What is required
Starting at the line that contains "For every instance of the bronze", copy each line through the end of the listing below. Include both ends and output nothing more.

Records supplied
▬▬▬▬▬▬▬▬▬▬

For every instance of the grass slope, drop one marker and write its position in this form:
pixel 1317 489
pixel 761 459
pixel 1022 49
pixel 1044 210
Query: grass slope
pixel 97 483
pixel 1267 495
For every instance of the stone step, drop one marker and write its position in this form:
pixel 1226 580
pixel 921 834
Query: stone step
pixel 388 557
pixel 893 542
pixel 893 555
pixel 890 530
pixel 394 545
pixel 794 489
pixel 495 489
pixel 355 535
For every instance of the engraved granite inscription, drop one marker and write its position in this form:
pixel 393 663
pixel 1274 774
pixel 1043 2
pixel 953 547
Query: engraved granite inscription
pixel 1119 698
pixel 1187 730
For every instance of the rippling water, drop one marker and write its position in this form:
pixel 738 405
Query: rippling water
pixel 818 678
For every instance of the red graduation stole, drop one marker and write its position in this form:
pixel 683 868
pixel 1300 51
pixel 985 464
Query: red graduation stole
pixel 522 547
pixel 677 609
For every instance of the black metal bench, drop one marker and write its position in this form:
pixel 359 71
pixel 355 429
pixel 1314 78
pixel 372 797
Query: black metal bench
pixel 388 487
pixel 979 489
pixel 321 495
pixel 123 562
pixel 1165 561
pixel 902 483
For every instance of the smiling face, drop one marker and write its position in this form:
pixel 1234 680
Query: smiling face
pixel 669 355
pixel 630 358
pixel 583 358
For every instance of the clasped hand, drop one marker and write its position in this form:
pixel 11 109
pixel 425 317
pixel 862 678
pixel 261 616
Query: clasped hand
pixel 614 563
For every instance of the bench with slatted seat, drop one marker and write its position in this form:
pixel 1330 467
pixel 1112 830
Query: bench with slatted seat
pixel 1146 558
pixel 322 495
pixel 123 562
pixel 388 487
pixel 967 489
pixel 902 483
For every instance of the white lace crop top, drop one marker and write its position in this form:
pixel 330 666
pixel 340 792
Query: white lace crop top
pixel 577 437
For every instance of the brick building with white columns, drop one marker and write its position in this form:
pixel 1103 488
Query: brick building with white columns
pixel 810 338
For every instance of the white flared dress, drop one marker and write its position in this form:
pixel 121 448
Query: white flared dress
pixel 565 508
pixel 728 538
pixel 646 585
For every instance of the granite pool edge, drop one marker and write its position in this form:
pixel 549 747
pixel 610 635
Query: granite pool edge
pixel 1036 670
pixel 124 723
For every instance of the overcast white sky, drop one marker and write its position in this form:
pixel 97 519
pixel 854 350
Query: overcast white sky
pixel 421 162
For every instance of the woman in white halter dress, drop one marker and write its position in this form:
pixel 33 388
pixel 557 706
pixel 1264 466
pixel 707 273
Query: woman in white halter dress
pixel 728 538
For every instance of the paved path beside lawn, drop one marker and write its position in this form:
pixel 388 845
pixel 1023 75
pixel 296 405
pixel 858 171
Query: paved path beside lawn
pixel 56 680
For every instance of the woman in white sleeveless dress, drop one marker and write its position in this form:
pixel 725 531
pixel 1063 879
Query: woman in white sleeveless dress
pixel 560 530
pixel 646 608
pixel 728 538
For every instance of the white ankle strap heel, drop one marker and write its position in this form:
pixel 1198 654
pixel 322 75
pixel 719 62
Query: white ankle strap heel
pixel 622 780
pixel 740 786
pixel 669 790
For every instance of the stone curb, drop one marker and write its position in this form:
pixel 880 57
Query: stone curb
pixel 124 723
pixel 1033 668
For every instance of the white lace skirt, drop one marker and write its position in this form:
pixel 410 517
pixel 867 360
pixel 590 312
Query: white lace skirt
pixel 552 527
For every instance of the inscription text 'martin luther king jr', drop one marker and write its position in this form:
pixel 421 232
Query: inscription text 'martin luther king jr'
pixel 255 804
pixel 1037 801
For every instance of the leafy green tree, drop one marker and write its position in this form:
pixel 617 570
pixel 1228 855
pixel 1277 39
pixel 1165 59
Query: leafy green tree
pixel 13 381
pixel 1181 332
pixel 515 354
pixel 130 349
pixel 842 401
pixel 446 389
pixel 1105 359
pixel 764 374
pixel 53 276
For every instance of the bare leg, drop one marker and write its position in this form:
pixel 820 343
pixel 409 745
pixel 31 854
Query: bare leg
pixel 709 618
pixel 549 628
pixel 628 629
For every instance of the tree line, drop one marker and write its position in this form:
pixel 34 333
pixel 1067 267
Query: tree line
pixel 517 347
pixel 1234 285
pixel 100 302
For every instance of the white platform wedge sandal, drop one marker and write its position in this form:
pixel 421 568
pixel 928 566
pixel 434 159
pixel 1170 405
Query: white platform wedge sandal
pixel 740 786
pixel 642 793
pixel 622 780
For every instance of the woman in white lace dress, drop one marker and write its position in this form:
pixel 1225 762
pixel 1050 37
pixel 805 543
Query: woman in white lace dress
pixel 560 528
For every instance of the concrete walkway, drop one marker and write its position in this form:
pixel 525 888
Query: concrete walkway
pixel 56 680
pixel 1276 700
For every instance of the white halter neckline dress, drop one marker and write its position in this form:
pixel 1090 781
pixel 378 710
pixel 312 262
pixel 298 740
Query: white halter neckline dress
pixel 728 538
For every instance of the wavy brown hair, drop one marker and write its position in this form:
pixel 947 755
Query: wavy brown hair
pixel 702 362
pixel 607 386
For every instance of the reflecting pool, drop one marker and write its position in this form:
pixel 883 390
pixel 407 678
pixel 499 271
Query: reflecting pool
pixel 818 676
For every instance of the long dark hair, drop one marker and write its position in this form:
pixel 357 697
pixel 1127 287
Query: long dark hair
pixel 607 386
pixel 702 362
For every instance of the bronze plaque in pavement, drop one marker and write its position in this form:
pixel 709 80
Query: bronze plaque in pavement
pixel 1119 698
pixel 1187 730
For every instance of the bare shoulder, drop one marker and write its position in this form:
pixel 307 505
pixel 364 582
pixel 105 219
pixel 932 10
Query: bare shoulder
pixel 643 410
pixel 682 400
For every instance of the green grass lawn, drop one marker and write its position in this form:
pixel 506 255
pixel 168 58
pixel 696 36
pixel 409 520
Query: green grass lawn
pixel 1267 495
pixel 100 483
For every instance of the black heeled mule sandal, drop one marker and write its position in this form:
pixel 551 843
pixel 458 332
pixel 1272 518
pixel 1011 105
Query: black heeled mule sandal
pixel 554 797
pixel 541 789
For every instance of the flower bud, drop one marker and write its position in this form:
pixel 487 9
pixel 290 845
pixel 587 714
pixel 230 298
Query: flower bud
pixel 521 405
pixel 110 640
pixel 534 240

▬▬▬▬▬▬▬▬▬▬

Response for this exercise
For every instance of the bronze plaque in pavement, drop one marker and write its position in this form:
pixel 709 80
Query: bronze plaque in pavement
pixel 1119 698
pixel 1187 730
For every instance of the bare shoulder, drop one marker and write its position in this form:
pixel 307 505
pixel 364 582
pixel 105 219
pixel 932 10
Query: bare shoulder
pixel 643 410
pixel 682 400
For every instance of the green grass lawn, drop one marker and write its position in this form:
pixel 506 255
pixel 168 58
pixel 696 36
pixel 409 520
Query: green grass lawn
pixel 1267 495
pixel 100 483
For every instance of the black heeled mule sandal, drop one marker and write its position in this form:
pixel 551 843
pixel 458 332
pixel 1272 518
pixel 1011 105
Query: black heeled mule sandal
pixel 554 797
pixel 541 789
For every instance of the flower bud, drop one marker and write its position in this form:
pixel 487 9
pixel 290 845
pixel 587 714
pixel 230 298
Query: flower bud
pixel 521 405
pixel 110 640
pixel 534 240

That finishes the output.